═══ Исходный отрывок ═══

Кто помнит Марьину Рощу той поры, вряд ли станет утверждать, что там стояли добротные купеческие особняки, хотя несколько особняков и имелось (сделаны они были, кстати, с гораздо большим вкусом, чем хоромы современных олигархов, – более уютные, а иногда даже и более просторные, хотя в олигархических хоромах бывает несколько подземных этажей, где стоят и автомашины, и отопительные котлы, там же смонтированы целые цеха по ремонту здания – это все есть ныне в большинстве домов нуворишей). В основном Марьина Роща состояла из расползшихся по земле разных пристроек, сараев, флигелей, подсобных помещений, ну и самих домов, естественно. Дерево есть дерево, случалось, что дома и горели, и заваливались, и сгнивали.
Выцветшие, основательно обработанные ветрами, дождями, снегом, солнцем, дома имели один стандартный цвет – серый, натуральный… Дома не красили, раньше в Москве такой моды не было.
«Тесно и скучно жили марьинорощинские обитатели, – написал Леонид Владимирович Шебаршин, – сапожники-кустари, извозчики, скорняки, рабочие небольших окрестных заводов и мастерских. В каждой квартирке жило по две – три семьи, по семье на комнату, и все пользовались одной кухней, где с трудом помещались кухонные столы».
Хорошо написал автор, лучше не напишешь – все-таки он прожил в Марьиной Роще двадцать восемь лет. Часто случались ссоры, иногда – драки, иногда вообще хватались за ножи, но, несмотря ни на что, тамошний народ жил дружно, в помощи никогда никому не отказывал – и своим марьинорощинцы помогали, и чужим, всякому человеку протягивали руку, если тот оказывался в беде.
«Были там семьи, искони имевшие репутацию непутевых, – пьяницы, бездельники, мелкие воришки, – не стал скрывать Шебаршин. – В большинстве же населяли Марьину Рощу трудовые, не шибко грамотные, но очень неглупые, простые и порядочные люди – русские, татары, мордва, евреи…».
Дед и бабушка Шебаршина – Михаил Андреевич и Евдокия Петровна – приехали в Москву в 1903 году из Подмосковья, а точнее, из Дмитровского района, из деревни Гари, и очень быстро приспособились к здешним условиям.

═══ Сохранённые записи ═══

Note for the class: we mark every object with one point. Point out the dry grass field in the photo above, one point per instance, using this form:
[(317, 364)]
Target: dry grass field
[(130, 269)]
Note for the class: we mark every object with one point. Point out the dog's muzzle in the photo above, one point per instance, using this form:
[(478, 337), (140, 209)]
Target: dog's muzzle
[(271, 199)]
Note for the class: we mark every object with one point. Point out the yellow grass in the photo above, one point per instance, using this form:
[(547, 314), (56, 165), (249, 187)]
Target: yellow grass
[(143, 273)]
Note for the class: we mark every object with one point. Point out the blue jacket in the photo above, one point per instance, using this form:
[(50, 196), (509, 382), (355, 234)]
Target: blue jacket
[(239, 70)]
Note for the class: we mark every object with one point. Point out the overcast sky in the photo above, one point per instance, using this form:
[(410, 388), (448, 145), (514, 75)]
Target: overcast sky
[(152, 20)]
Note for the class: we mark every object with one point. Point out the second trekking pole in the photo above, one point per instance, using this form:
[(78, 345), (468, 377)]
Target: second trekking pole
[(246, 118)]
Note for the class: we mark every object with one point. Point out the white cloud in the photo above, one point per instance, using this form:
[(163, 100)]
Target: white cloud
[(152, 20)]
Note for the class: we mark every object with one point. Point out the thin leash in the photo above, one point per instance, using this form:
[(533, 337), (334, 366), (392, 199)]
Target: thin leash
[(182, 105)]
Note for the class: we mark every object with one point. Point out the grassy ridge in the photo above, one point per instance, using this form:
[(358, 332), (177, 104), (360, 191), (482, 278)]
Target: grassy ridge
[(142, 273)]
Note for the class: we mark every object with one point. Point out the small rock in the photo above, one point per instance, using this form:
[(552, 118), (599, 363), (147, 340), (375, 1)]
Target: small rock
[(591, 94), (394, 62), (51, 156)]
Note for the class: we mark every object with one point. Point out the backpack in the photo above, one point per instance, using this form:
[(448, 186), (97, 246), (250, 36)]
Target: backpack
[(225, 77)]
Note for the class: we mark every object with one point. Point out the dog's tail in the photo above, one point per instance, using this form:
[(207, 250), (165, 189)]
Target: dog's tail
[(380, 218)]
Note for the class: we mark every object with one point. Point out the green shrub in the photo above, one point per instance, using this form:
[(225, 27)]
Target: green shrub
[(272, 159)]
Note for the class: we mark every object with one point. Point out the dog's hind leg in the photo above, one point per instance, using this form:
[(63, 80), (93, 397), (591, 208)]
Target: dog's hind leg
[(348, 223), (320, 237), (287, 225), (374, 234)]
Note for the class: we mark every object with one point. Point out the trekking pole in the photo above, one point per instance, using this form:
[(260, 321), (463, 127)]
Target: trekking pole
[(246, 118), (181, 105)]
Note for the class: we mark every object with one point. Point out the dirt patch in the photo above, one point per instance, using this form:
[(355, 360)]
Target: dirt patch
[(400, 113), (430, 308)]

═══

Условие задачи :: Изложите текст о Марьиной Роще в двух предложениях. Записи к этому заданию отношения не имеют.

Ответ на задание :: Марьина Роща состояла в основном из некрашеных деревянных домов, пристроек и сараев, а жили там тесно: по две-три семьи в квартирке с одной общей кухней. Несмотря на ссоры и драки, местные обитатели, большей частью трудовые, простые и порядочные люди разных национальностей, жили дружно и помогали всякому, кто оказывался в беде.